**Task brief:** Set down exactly the lines below between the line holding "Note: annotate every instance of the well" and the line holding "Note: annotate every instance of the white cloud", inclusive; no other line belongs in the answer.
Start of Data for the task
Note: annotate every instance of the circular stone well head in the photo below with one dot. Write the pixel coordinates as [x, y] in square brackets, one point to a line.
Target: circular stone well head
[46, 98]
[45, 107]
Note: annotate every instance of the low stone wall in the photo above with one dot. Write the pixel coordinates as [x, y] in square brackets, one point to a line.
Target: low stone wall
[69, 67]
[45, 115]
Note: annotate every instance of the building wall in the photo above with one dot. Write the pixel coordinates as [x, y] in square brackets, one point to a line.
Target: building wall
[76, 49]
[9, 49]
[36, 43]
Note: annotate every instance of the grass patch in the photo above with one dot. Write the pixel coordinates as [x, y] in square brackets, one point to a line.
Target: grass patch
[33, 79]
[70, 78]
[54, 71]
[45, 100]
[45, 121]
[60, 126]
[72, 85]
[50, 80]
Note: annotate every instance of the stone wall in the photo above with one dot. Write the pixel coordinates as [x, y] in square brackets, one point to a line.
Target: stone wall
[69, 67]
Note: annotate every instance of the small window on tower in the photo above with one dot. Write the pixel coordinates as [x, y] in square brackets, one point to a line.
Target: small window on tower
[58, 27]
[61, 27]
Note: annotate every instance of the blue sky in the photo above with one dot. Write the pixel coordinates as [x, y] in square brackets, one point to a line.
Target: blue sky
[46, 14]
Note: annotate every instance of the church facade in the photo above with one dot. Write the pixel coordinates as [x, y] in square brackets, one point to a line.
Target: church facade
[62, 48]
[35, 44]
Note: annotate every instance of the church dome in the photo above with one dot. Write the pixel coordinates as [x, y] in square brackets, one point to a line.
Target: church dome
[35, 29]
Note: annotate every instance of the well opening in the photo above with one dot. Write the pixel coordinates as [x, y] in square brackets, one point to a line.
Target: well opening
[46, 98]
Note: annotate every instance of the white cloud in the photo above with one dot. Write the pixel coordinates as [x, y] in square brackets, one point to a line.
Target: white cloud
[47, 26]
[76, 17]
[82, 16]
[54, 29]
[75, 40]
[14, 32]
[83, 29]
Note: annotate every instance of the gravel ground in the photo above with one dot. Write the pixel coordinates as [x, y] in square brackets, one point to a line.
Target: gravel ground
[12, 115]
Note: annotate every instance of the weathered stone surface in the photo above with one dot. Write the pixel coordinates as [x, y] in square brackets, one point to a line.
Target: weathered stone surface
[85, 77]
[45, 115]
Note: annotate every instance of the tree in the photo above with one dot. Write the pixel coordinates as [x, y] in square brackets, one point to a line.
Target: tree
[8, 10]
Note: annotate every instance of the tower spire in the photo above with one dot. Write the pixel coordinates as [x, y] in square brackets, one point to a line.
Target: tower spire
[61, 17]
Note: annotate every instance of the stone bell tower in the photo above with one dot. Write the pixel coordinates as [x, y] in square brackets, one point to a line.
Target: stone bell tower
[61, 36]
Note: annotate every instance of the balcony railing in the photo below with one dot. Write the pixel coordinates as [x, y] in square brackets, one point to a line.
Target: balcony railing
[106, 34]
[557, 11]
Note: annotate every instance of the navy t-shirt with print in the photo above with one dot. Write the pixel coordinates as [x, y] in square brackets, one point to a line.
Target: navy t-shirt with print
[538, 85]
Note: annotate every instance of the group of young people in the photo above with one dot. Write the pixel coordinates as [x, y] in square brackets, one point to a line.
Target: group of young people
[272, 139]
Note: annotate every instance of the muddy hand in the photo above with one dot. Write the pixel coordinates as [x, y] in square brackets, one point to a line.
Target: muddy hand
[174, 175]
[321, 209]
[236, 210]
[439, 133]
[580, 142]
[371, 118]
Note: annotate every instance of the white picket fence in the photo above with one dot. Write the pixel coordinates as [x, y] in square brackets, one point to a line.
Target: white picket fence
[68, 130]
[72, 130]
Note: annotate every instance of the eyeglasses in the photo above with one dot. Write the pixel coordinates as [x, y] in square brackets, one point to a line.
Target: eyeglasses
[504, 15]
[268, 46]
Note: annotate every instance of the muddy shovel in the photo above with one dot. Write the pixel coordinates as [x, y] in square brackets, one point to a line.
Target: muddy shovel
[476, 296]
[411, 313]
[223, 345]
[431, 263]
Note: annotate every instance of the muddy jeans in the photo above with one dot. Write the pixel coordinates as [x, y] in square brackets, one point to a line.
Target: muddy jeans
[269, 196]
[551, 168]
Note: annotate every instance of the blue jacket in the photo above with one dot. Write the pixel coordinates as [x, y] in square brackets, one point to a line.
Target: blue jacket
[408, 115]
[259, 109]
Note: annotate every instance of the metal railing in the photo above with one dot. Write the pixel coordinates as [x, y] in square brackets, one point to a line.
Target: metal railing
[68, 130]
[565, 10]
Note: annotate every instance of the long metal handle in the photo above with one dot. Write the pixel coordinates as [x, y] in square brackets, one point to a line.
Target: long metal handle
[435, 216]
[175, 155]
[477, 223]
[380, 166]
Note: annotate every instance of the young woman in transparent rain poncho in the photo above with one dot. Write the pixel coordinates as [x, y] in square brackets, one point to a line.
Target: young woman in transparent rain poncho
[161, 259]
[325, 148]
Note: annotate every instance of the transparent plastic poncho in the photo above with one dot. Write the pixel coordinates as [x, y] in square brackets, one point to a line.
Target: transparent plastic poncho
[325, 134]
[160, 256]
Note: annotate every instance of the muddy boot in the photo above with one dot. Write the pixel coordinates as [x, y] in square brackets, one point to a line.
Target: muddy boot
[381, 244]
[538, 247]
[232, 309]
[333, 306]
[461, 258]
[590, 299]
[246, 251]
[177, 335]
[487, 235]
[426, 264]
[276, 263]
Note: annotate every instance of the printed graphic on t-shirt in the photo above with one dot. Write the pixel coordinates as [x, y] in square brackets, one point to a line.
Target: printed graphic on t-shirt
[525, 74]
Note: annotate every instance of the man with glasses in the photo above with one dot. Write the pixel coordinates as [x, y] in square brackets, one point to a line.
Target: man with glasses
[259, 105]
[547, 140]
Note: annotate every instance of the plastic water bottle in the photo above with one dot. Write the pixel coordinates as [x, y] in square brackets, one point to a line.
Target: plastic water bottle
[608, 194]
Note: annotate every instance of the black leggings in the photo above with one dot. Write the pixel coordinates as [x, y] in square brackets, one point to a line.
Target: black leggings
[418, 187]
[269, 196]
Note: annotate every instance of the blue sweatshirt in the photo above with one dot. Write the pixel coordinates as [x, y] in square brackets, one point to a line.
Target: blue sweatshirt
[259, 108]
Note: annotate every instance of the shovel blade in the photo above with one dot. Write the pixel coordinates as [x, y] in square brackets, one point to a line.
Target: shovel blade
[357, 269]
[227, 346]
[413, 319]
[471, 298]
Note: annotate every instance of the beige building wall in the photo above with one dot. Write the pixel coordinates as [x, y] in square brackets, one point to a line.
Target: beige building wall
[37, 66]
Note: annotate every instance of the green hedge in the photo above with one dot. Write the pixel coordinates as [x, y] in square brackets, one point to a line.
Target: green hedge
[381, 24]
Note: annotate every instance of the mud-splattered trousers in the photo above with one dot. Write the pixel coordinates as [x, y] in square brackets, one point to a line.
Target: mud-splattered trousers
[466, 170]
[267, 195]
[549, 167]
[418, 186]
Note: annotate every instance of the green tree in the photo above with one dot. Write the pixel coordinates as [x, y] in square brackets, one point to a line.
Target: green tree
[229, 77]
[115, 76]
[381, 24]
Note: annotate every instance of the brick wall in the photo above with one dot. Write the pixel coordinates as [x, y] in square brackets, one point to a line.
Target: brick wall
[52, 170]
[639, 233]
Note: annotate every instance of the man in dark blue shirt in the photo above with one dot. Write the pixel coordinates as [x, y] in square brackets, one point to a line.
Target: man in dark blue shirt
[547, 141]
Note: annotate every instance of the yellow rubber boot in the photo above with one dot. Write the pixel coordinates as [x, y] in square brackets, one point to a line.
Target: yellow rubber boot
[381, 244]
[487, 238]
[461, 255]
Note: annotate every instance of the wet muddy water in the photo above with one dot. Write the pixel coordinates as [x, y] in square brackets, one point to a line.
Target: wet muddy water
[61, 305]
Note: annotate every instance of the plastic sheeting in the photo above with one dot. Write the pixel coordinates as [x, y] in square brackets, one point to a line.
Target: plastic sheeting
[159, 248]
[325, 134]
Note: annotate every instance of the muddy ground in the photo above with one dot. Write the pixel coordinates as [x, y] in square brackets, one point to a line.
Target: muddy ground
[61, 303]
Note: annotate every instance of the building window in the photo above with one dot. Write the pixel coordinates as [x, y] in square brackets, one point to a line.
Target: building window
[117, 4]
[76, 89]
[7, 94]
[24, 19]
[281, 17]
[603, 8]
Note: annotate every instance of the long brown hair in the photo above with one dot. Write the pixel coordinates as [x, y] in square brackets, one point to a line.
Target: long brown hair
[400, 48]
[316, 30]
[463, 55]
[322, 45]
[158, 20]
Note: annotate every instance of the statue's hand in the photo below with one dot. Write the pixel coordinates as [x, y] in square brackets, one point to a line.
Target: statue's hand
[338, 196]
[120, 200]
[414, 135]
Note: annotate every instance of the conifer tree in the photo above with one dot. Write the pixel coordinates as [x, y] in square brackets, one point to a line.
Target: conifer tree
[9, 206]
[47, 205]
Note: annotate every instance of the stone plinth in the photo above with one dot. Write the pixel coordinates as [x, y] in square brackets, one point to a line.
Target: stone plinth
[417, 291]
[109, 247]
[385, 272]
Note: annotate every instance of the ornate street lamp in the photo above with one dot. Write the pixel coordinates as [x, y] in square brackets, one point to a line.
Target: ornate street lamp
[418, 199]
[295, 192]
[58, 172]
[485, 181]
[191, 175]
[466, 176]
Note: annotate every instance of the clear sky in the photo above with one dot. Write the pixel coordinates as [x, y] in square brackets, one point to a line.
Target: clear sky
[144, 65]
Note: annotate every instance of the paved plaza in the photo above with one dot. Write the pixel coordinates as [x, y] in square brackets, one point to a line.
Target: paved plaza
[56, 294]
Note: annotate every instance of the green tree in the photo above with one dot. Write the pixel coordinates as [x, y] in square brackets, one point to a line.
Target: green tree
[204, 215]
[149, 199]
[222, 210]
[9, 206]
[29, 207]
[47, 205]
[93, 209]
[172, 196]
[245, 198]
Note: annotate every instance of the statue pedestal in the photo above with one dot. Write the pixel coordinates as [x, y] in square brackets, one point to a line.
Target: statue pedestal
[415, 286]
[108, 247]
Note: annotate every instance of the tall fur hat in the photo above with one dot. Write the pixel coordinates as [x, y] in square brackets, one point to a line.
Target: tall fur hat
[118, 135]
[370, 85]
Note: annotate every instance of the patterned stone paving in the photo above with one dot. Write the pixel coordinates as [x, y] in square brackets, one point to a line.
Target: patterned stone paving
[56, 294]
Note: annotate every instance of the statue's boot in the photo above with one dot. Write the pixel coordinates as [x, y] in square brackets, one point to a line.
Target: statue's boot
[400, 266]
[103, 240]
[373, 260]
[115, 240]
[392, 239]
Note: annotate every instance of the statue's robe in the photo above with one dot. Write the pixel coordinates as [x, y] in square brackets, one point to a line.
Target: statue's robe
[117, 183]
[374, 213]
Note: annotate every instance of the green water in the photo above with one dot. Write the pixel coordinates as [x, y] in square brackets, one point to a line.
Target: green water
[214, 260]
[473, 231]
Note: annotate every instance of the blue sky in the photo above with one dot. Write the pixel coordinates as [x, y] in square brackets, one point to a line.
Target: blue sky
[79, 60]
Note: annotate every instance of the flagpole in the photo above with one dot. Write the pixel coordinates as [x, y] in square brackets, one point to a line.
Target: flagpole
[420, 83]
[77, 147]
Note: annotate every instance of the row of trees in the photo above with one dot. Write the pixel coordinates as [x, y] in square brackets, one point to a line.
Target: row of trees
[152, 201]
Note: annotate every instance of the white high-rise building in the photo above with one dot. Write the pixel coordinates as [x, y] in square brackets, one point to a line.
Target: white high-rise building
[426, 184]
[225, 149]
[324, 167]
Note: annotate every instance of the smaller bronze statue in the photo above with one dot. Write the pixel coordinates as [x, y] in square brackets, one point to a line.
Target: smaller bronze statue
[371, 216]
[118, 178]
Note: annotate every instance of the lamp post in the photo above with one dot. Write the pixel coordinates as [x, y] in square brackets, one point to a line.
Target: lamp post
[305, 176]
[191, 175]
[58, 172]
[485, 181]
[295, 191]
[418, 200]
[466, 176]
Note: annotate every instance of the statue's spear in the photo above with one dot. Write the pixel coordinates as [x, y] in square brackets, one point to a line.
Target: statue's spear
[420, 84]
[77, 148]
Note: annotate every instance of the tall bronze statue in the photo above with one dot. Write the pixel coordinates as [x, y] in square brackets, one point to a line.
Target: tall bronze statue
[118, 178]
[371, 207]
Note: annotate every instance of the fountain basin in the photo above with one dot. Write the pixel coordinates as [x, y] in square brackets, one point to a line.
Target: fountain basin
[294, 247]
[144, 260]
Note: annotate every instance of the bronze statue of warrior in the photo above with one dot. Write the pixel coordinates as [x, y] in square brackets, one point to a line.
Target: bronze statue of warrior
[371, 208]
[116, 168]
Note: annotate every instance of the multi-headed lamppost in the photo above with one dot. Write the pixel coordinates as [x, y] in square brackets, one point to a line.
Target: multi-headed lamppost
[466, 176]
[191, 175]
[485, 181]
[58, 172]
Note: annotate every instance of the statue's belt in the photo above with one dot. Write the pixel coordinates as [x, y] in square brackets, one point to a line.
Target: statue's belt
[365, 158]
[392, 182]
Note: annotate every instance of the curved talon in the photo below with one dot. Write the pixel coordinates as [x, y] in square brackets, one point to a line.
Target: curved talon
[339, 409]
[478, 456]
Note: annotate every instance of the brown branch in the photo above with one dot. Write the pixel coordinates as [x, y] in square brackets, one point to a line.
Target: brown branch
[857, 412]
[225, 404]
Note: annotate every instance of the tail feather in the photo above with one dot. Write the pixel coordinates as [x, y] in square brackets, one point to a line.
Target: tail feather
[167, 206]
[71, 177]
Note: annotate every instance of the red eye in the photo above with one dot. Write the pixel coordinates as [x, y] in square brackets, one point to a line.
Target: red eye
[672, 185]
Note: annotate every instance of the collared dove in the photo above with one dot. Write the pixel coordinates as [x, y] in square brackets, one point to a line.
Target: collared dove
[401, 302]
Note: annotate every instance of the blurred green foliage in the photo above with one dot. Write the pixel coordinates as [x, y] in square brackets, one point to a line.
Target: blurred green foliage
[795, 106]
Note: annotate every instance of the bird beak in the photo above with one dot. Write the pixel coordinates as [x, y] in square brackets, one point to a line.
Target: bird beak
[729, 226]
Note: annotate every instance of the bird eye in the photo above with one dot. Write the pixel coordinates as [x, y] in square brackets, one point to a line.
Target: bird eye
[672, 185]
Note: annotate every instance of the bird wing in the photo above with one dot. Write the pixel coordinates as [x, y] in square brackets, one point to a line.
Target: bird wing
End of Data for the task
**The completed task:**
Note: annotate every instance of the well opening in the photo above with one dot. Write the pixel coordinates as [x, y] in square brackets, one point to a line.
Target: well opening
[46, 98]
Note: annotate every instance of the white cloud in the photo above with one dot. Write the pixel coordinates as [x, y] in square brackets, one point to a line.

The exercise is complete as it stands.